• _YOUR TASK_: List each line below that contains the word "clicks". Case must match.

• _EXCERPTED RECORDS_:
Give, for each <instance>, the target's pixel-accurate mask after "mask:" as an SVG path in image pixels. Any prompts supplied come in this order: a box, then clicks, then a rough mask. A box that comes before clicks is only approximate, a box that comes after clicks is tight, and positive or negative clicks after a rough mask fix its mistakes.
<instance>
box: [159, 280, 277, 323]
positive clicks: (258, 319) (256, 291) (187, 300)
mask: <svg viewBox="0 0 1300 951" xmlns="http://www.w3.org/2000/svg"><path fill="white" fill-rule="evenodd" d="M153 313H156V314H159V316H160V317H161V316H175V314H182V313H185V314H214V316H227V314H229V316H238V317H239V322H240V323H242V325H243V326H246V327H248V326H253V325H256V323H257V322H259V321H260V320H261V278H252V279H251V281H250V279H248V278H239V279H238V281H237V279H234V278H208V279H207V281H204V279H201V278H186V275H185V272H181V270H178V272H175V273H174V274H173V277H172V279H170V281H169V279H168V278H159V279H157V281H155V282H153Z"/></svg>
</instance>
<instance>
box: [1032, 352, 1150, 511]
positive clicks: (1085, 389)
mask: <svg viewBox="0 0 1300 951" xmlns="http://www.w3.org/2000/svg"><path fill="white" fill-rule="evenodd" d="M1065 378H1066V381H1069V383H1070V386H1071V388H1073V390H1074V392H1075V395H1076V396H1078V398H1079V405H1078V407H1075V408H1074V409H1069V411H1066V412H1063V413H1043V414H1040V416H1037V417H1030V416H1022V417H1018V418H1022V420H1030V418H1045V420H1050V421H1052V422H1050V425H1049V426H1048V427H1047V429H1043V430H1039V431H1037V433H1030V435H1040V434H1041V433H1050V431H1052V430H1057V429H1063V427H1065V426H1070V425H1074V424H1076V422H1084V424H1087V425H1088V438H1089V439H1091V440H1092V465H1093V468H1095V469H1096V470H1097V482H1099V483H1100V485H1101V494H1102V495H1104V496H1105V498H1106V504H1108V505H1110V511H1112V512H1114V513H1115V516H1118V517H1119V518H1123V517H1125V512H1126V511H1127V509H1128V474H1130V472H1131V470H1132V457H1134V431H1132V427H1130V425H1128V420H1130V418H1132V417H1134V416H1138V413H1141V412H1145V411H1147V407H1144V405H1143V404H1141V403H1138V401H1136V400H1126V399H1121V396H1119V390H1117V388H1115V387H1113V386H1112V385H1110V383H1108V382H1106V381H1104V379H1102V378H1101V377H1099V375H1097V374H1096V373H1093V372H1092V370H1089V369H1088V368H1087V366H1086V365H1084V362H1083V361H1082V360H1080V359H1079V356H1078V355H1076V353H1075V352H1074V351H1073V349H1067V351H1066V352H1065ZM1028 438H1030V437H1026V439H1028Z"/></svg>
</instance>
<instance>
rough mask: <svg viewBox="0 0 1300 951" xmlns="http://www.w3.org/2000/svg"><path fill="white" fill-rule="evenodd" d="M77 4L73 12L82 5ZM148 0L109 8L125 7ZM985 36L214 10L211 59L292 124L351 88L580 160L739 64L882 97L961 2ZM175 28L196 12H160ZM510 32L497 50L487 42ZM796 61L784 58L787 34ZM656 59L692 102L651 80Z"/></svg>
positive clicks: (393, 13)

• _EXERCISE SOLUTION_:
Give, for each <instance>, the target's pixel-accurate mask after "mask:" as an SVG path in image pixels. Any prompts supplied come in this order: a box, then clicks, then a rough mask. A box that comes before clicks is only approximate, a box that comes after clicks is tight, and positive or negative clicks after a rough mask fix its mistakes.
positive clicks: (258, 319) (256, 291) (187, 300)
positive clicks: (1085, 389)
positive clicks: (393, 13)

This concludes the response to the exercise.